_TEXT_
I spent an evening out with friends today, and it was a rather pleasant evening. I didn’t exactly learn anything amazing or new, but it was just nice to unwind with people that I don’t see all the time. I do feel a little more relaxed, and it’s just pleasant to see people I guess. I also had Turkish food with my wife, which we enjoyed, and we had a good conversation. I need to make time to do this regularly. I think meeting friends at least about twice a month would probably be a nice-ish tempo. When I look back on my life over the past few years, I think there have been years where I went months and months without breaking the cycle of home-commute-work-commute… and that led to me writing depressing things like ‘a life of quiet desperation’ and ‘a man in a box’.
Well, I don’t want to be a man in a box any more, at least metaphorically. I might still have a commute that I find miserable, but I can change things up to make my life better for myself. I can schedule dates with the wife and go out to eat at interesting places, and we can prepare our own food at home. We can learn to make new dishes that we don’t currently know how to. We can get rid of books that we’re never going to read. We can continue to rearrange the furniture in our home. We can book plane tickets and get out of here, as long as we give our colleagues a bit of notice. Have these things planned and figured out in advance.
I’ve been reading some history on my Kindle, and it’s been interesting. I would like to have a good sense of human history – I was playing a little bit of Civilisation V, and there’s something about being in the middle of it, making the decisions about what to research and develop, and interacting with other historical figures – even in fictitious contexts – that gets me really interested in learning more about actual real life history. I joked once (I’m not sure if I saw this somewhere) that reading history is like binge-watching old seasons of current affairs. And you really have a much better appreciation for what you’re currently going through, and a sense of how incredible and terrible human nature can truly be.
Every vomit needs to have a single clear thesis. This one seems to be about history and time. The directive will be… what, pay attention to your history? Measure your time? Be mindful of what’s happening? Those all seem a little common-sensical. Is there something a little unusual or unexpectedd about how I’m feeling? Well… Id on’t know.
Oh. So about the Turkish dinner I was having with my wife – kebabs and hummus. I was deciding between Subway and that, where Turkish was over twice as expensive, maybe 3-4 times more expensive. But it was worth it. It’s worth spending more at least once a month (and you can actually save by eating simpler the rest of the time), because you create a new memory of a novel experience. And that’s something I think that’s very needed and sorely lacking in my life.

_LISTING_
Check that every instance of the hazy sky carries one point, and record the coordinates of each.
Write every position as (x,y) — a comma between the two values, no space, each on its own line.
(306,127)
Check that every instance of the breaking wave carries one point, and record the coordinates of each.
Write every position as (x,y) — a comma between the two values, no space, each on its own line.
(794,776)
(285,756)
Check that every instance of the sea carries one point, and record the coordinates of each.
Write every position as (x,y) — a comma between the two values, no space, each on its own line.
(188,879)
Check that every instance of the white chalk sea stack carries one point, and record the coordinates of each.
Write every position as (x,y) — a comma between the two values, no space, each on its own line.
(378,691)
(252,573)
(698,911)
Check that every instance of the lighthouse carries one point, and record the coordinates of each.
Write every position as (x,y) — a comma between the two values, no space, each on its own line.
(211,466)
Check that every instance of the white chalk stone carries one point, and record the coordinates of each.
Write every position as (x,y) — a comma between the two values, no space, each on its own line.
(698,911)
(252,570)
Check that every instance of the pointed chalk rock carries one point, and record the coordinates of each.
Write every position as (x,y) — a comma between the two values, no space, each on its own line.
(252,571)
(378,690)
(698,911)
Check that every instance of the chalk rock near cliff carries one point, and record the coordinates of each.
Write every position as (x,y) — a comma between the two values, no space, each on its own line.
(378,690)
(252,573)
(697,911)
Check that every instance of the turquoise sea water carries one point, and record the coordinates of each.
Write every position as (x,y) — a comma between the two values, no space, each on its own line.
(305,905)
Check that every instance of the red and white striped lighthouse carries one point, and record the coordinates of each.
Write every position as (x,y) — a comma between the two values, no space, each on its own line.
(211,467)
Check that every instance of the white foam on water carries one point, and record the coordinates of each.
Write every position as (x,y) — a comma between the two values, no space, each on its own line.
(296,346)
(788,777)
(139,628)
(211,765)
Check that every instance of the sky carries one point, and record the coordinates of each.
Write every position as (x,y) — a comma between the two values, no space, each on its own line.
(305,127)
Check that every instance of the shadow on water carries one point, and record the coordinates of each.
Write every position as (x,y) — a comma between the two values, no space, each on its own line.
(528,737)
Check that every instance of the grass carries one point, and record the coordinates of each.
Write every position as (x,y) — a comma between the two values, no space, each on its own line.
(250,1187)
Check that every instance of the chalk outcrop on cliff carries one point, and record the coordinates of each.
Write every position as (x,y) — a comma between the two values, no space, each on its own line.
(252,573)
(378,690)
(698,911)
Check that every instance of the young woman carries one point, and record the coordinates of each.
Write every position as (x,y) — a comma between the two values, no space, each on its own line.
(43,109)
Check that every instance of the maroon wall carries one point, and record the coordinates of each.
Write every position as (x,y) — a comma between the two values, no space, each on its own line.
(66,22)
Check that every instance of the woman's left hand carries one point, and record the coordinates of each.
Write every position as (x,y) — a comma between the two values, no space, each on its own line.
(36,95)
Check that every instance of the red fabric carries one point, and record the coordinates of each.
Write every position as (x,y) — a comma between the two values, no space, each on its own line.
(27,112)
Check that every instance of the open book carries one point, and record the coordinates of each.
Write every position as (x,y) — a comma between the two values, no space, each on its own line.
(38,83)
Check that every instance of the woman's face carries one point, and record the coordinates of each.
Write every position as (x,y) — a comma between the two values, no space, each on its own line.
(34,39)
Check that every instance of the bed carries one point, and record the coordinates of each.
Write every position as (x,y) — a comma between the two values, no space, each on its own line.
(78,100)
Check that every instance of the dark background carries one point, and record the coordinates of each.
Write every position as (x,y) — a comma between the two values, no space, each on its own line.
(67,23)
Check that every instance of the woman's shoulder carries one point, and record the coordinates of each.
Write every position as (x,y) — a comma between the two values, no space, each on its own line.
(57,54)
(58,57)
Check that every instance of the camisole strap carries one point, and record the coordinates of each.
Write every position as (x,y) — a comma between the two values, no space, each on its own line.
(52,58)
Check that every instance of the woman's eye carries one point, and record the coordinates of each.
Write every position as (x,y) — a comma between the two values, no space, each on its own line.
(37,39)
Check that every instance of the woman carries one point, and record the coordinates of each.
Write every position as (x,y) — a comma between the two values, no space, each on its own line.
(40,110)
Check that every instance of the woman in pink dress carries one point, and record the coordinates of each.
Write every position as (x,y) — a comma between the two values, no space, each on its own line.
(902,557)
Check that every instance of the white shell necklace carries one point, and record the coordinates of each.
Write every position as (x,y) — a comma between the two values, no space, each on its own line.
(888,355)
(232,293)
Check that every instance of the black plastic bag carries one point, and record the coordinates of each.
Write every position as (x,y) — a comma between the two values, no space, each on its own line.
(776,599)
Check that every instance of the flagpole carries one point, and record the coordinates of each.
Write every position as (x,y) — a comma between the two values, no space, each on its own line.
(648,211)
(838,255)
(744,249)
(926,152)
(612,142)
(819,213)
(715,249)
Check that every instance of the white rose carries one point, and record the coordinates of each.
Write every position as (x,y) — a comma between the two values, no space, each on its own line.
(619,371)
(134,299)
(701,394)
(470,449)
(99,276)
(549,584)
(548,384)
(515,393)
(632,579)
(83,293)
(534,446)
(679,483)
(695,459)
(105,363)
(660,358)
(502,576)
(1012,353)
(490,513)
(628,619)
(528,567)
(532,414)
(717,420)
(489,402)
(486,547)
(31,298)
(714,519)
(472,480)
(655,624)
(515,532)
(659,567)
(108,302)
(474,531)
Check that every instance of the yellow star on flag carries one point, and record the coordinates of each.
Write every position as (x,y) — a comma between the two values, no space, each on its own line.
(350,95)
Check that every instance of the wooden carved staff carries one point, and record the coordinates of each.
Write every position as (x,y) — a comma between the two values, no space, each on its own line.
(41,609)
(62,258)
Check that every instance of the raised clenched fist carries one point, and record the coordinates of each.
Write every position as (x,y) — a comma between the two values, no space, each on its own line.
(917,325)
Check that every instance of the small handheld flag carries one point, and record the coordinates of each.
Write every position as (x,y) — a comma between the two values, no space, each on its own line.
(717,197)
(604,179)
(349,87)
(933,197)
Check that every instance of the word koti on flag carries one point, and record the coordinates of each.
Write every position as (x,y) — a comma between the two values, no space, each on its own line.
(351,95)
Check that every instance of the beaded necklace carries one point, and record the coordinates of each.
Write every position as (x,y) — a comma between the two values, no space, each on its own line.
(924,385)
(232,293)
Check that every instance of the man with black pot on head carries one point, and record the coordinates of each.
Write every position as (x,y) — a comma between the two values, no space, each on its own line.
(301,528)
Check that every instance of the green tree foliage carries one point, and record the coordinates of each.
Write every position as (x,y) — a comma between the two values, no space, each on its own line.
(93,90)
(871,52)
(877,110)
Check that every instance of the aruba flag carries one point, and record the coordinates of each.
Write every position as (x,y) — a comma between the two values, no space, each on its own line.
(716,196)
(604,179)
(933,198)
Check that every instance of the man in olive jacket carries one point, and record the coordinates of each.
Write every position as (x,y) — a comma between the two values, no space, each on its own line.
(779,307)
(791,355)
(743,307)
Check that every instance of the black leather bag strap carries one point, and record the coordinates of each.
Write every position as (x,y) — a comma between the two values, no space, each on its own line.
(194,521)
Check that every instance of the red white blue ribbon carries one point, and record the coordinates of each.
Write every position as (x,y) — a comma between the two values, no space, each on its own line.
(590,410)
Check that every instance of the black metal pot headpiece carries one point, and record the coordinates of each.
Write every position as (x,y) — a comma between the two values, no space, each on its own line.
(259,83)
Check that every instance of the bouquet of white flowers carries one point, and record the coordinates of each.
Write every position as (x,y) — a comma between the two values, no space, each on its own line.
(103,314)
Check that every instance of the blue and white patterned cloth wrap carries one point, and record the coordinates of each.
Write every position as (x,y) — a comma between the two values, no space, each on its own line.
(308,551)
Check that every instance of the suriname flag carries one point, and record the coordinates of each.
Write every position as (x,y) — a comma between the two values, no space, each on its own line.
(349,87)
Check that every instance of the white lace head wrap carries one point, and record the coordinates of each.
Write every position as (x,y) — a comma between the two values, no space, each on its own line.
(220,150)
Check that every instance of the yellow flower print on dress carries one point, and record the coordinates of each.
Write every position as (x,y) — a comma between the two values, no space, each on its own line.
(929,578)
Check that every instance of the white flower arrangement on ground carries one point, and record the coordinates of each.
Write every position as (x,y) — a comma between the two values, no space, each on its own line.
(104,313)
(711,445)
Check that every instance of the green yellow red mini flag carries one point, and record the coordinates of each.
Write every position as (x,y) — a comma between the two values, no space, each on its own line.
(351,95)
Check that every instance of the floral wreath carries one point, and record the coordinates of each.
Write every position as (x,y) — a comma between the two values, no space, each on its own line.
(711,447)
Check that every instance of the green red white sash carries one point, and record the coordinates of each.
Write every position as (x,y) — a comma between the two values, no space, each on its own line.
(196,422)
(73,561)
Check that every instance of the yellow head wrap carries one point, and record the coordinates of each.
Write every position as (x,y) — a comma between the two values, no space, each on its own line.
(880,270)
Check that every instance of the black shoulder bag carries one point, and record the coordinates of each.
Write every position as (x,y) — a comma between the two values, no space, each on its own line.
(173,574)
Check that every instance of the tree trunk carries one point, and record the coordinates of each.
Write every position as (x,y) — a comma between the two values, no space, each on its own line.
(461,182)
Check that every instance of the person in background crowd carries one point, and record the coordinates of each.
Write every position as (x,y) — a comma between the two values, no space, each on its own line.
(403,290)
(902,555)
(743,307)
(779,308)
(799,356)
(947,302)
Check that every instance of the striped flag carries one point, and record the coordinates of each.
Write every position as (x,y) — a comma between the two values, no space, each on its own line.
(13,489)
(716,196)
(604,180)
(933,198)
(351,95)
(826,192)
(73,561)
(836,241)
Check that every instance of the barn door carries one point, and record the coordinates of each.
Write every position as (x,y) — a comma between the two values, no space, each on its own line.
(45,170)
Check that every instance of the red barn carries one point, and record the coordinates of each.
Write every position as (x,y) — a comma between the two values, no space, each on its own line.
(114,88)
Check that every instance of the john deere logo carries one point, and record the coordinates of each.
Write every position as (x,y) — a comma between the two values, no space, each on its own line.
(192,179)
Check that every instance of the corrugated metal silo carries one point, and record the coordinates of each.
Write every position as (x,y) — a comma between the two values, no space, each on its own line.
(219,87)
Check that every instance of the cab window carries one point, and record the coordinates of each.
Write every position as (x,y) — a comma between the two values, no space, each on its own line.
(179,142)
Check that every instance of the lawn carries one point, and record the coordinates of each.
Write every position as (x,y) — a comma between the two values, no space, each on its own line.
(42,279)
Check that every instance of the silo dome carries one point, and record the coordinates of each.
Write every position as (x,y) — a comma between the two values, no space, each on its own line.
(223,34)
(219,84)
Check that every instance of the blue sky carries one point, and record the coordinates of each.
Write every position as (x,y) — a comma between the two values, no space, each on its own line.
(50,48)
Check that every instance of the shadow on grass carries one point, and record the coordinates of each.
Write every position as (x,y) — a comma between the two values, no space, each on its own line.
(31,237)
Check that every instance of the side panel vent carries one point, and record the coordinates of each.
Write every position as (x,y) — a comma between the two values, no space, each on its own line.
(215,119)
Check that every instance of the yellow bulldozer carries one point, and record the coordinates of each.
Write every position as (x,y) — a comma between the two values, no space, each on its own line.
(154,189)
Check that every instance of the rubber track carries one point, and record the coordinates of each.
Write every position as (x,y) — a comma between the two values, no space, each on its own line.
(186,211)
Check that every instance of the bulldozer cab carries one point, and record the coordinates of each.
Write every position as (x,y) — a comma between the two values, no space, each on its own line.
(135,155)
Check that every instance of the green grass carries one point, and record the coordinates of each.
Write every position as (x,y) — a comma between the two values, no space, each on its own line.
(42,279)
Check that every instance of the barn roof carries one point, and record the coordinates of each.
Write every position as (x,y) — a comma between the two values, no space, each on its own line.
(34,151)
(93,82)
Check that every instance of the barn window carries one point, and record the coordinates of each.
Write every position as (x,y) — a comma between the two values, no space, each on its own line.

_TASKS AND EXERCISES_
A. Rewrite the part of the text between "I’ve been reading" and "can truly be.", inclusive, replacing "Kindle" with "tablet".
B. In the text, what food was eaten at the Turkish dinner?
The entries have no connection to the text.

_SOLUTIONS BELOW_
A.
I’ve been reading some history on my tablet, and it’s been interesting. I would like to have a good sense of human history – I was playing a little bit of Civilisation V, and there’s something about being in the middle of it, making the decisions about what to research and develop, and interacting with other historical figures – even in fictitious contexts – that gets me really interested in learning more about actual real life history. I joked once (I’m not sure if I saw this somewhere) that reading history is like binge-watching old seasons of current affairs. And you really have a much better appreciation for what you’re currently going through, and a sense of how incredible and terrible human nature can truly be.

B. Kebabs and hummus.